## The request
Rewrite the lines below so that each "tag every instance" becomes "mark each occurrence", with everything else left unchanged. Omit the pictures from your answer.

[BEGIN Provided information]

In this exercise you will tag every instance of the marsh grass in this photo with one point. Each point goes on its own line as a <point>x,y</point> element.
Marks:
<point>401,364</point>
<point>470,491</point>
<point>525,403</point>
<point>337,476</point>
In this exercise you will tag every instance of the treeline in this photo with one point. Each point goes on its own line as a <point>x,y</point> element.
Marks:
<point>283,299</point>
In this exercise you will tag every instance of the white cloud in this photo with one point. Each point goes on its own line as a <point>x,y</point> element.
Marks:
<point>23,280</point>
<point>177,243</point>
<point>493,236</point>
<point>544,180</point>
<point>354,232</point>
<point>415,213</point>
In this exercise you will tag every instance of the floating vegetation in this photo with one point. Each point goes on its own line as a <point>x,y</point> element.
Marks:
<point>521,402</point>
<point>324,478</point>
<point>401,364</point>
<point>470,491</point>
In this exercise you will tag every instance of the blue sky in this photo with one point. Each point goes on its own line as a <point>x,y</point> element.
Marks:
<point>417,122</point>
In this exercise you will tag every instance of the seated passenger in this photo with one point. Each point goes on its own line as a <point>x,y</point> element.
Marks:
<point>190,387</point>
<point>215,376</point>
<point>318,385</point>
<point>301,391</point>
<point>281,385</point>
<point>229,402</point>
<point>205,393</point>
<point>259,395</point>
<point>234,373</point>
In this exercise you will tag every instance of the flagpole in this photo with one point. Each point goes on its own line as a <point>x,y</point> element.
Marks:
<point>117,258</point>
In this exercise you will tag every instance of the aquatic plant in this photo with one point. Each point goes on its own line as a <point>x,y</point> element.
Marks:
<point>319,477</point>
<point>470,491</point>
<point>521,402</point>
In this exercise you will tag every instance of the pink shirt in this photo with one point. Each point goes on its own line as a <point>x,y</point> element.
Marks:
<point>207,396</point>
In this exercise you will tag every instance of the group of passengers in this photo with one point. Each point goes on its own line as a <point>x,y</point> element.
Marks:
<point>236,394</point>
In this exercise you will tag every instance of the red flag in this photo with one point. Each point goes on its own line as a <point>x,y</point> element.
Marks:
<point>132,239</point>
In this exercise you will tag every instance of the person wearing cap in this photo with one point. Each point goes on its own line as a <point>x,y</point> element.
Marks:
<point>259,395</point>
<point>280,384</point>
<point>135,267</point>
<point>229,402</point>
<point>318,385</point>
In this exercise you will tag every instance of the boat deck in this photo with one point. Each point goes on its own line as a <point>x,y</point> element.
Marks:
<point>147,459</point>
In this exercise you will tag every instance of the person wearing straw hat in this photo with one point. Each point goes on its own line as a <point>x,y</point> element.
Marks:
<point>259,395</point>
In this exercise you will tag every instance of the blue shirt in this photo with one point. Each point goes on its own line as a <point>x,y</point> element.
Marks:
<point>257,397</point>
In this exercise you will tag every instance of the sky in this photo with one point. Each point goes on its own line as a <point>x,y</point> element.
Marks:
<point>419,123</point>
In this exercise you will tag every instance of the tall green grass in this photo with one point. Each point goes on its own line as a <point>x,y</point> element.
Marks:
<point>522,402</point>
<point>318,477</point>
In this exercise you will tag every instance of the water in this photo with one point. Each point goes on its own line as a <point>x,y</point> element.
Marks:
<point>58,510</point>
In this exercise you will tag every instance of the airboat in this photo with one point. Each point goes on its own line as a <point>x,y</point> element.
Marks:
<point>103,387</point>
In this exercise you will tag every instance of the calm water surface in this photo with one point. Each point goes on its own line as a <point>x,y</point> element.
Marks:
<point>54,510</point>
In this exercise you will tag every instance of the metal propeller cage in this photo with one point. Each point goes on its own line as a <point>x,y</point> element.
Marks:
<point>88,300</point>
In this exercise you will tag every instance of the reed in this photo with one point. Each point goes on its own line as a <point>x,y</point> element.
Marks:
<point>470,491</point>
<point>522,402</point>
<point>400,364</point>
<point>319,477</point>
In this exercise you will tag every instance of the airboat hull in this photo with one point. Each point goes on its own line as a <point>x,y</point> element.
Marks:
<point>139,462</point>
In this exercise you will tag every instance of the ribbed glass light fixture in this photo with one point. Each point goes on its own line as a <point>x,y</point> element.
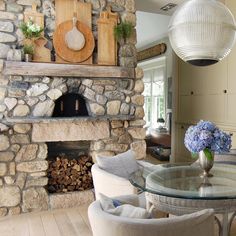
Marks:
<point>202,32</point>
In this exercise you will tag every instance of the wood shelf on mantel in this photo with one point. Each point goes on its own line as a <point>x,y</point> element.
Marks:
<point>66,70</point>
<point>33,120</point>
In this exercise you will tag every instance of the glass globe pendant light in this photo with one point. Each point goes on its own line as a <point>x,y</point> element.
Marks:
<point>202,32</point>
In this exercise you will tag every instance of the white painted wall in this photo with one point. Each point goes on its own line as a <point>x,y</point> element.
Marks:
<point>150,28</point>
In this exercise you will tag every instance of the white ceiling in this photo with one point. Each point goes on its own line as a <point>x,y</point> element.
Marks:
<point>155,5</point>
<point>152,22</point>
<point>150,28</point>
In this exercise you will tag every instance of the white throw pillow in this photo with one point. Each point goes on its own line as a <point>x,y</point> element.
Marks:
<point>122,165</point>
<point>124,210</point>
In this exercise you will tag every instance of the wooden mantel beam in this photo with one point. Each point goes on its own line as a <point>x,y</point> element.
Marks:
<point>66,70</point>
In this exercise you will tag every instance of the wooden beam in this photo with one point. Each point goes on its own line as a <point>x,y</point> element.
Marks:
<point>66,70</point>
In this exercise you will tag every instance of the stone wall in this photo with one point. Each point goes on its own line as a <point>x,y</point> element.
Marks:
<point>23,100</point>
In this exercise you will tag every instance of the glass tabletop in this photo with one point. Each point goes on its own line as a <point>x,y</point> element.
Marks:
<point>184,181</point>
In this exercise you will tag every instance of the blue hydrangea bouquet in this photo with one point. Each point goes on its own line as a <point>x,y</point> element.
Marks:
<point>207,137</point>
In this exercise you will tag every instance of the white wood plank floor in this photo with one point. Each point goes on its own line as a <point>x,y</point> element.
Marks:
<point>64,222</point>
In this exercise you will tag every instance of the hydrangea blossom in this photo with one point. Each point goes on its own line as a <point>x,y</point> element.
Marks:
<point>206,135</point>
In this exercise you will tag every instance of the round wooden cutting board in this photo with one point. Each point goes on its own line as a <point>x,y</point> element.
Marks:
<point>70,55</point>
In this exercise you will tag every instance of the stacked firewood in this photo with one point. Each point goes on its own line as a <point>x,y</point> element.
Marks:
<point>65,175</point>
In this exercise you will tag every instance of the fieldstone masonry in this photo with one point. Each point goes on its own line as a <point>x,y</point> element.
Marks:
<point>115,109</point>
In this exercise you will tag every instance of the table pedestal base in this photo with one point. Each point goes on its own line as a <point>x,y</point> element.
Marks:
<point>180,206</point>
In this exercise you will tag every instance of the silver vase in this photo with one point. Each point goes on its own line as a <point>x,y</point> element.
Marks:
<point>206,164</point>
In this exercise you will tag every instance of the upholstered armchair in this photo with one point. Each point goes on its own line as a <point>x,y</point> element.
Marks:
<point>106,224</point>
<point>112,185</point>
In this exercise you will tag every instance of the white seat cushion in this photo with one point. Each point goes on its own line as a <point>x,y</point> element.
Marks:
<point>122,165</point>
<point>124,210</point>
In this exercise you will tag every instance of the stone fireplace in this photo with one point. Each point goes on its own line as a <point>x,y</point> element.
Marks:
<point>44,105</point>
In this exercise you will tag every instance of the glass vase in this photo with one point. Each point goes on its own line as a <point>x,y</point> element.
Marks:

[END Provided information]

## Solved exercise
In this exercise you will mark each occurrence of the marsh grass in this photo with one point. Each point goes on its own line as a <point>x,y</point> element.
Marks:
<point>401,364</point>
<point>470,491</point>
<point>525,403</point>
<point>337,476</point>
In this exercise you will mark each occurrence of the treeline in this photo with one point. Each point goes on its own line as a <point>x,y</point> element.
Marks:
<point>283,299</point>
In this exercise you will mark each occurrence of the white cloud in this photo with one point. Each point goes on its own line as a <point>x,y</point> element.
Marks:
<point>23,280</point>
<point>177,243</point>
<point>493,236</point>
<point>544,180</point>
<point>354,232</point>
<point>415,213</point>
In this exercise you will mark each occurrence of the floating vegetation in this photo with one point. Each point goes on its own line as a <point>x,y</point> element.
Marks:
<point>521,402</point>
<point>324,478</point>
<point>401,364</point>
<point>470,491</point>
In this exercise you will mark each occurrence of the blue sky in this photo with one point. Each point goes on its own line as a <point>x,y</point> element.
Marks:
<point>417,122</point>
In this exercise you will mark each occurrence of the seated passenger in this photo with one point. Each point goes on its own line as a <point>x,y</point> element.
Marks:
<point>190,387</point>
<point>215,376</point>
<point>318,385</point>
<point>301,391</point>
<point>281,385</point>
<point>229,402</point>
<point>205,393</point>
<point>259,395</point>
<point>234,373</point>
In this exercise you will mark each occurrence of the flagpole in this photo with one point. Each point goes on its own line as a <point>x,y</point> element.
Marks:
<point>117,258</point>
In this exercise you will mark each occurrence of the aquatic plant in this photo with one point. Each point goes on its own line as a <point>x,y</point> element.
Marks:
<point>319,477</point>
<point>470,491</point>
<point>521,402</point>
In this exercise you will mark each occurrence of the pink shirt in this photo with one point. Each point goes on its own line as a <point>x,y</point> element.
Marks:
<point>207,396</point>
In this exercise you will mark each occurrence of the group of passengers in this photo with one point. Each point goes on its own line as a <point>x,y</point> element.
Marks:
<point>236,394</point>
In this exercise you will mark each occurrence of the red flag in this photo with one point. Each point goes on its own line as a <point>x,y</point> element.
Marks:
<point>132,239</point>
In this exercise you will mark each occurrence of the person wearing cap in this photo with one point. Each point goes on its own line as a <point>x,y</point> element.
Marks:
<point>259,395</point>
<point>280,384</point>
<point>135,267</point>
<point>229,402</point>
<point>318,385</point>
In this exercise you will mark each occurrence of the boat deck in this photo with one point. Each point goes on its own line as a <point>x,y</point> element.
Marks:
<point>147,459</point>
In this exercise you will mark each occurrence of the person wearing straw hat in this photo with one point. Each point goes on its own line as a <point>x,y</point> element.
Marks:
<point>259,395</point>
In this exercise you will mark each occurrence of the blue shirt in this photo with one point. Each point goes on its own line as a <point>x,y</point> element.
Marks:
<point>257,397</point>
In this exercise you will mark each occurrence of the sky in this photo with one point. Each point goes on its own line as a <point>x,y</point> element.
Marks:
<point>419,123</point>
In this exercise you will mark each occurrence of the tall green grass in this photo with one point. Each point goes on its own line as a <point>x,y</point> element.
Marks:
<point>522,402</point>
<point>318,477</point>
In this exercise you will mark each occurrence of the water in this photo with one point. Each point goes on its own line as a <point>x,y</point> element.
Marks:
<point>58,510</point>
In this exercise you will mark each occurrence of the airboat in this photo with one point. Each point goes on its own line as a <point>x,y</point> element.
Marks:
<point>103,387</point>
In this exercise you will mark each occurrence of the calm water surface in this photo with one point. Each point goes on its own line as a <point>x,y</point> element.
Marks:
<point>54,510</point>
In this exercise you will mark each occurrence of the metal propeller cage in this photo with one point. Each point goes on its own line as a <point>x,y</point> element.
Marks:
<point>88,300</point>
In this exercise you will mark each occurrence of the reed in this photo with one point. Each point goes on its own line as a <point>x,y</point> element.
Marks:
<point>470,491</point>
<point>522,402</point>
<point>400,364</point>
<point>319,477</point>
In this exercise you will mark each occurrence of the airboat hull in this photo with one point. Each point goes on its own line as a <point>x,y</point> element.
Marks:
<point>139,462</point>
In this exercise you will mark each occurrence of the ribbed glass light fixture in this photo with one point. Each point goes on its own line as a <point>x,y</point> element.
Marks:
<point>202,32</point>
In this exercise you will mark each occurrence of the wood shelf on mantel in this photo with one point. Each point goes on its own line as a <point>x,y</point> element.
Marks:
<point>66,70</point>
<point>33,120</point>
In this exercise you will mark each occurrence of the glass globe pendant light in this photo with one point. Each point goes on its own line as a <point>x,y</point> element.
Marks:
<point>202,32</point>
In this exercise you will mark each occurrence of the white painted wall in this photo with one point. Each point goes on its own line as a <point>x,y</point> element.
Marks:
<point>150,28</point>
In this exercise you will mark each occurrence of the white ceiling in this photo with one point. Each point goes on its own line as a <point>x,y</point> element.
Marks:
<point>155,5</point>
<point>152,22</point>
<point>150,28</point>
In this exercise you will mark each occurrence of the white throw pillow in this photo with one point. Each point goes on its own line as a <point>x,y</point> element.
Marks:
<point>122,165</point>
<point>124,210</point>
In this exercise you will mark each occurrence of the wooden mantel beam in this photo with one point. Each point goes on its own line as a <point>x,y</point> element.
Marks:
<point>66,70</point>
In this exercise you will mark each occurrence of the wooden beam in this photo with one point. Each point goes on its own line as a <point>x,y</point> element.
Marks:
<point>66,70</point>
In this exercise you will mark each occurrence of the stone wall in this photo with one point. Each point goes on its own line as a <point>x,y</point> element.
Marks:
<point>23,100</point>
In this exercise you will mark each occurrence of the glass tabletop in this photo with one point. Each point goes on its own line as a <point>x,y</point> element.
Marks:
<point>184,181</point>
In this exercise you will mark each occurrence of the blue hydrangea bouquet in this photo with one point. Each point goes on its own line as a <point>x,y</point> element.
Marks:
<point>207,137</point>
In this exercise you will mark each occurrence of the white wood plank floor in this photo with one point. Each point goes on its own line as a <point>x,y</point> element.
Marks:
<point>64,222</point>
In this exercise you will mark each occurrence of the hydrangea blossom in this photo with one point. Each point goes on its own line as a <point>x,y</point> element.
Marks:
<point>206,135</point>
In this exercise you will mark each occurrence of the round wooden cutting board in this photo with one point. Each point goes on its own line as a <point>x,y</point> element.
Marks:
<point>70,55</point>
In this exercise you will mark each occurrence of the stacked firewood in this photo with one point. Each point goes on its own line as a <point>x,y</point> element.
Marks:
<point>65,175</point>
In this exercise you will mark each occurrence of the fieldstone masonry in this photo with one point. Each point goes on its own line as a <point>x,y</point> element.
Marks:
<point>115,109</point>
In this exercise you will mark each occurrence of the table pedestal base in this photo with one point. Each point goes on its own line as a <point>x,y</point> element.
Marks:
<point>180,206</point>
In this exercise you will mark each occurrence of the silver vase in this photo with one point. Each point goes on its own line as a <point>x,y</point> element.
Marks:
<point>206,164</point>
In this exercise you will mark each occurrence of the upholstered armchair in this photo with one point. Each point goes on its own line as a <point>x,y</point> element.
Marks:
<point>106,224</point>
<point>112,185</point>
In this exercise you will mark each occurrence of the white seat cushion in this photo with one point. Each point goes on its own line as a <point>x,y</point> element.
Marks:
<point>122,165</point>
<point>124,210</point>
In this exercise you will mark each occurrence of the stone fireplace in this photo with one point. Each point goes on its own line as a <point>x,y</point> element.
Marks:
<point>44,105</point>
In this exercise you will mark each occurrence of the glass vase in this photo with one point. Each point goes on its own line as a <point>x,y</point> element.
Marks:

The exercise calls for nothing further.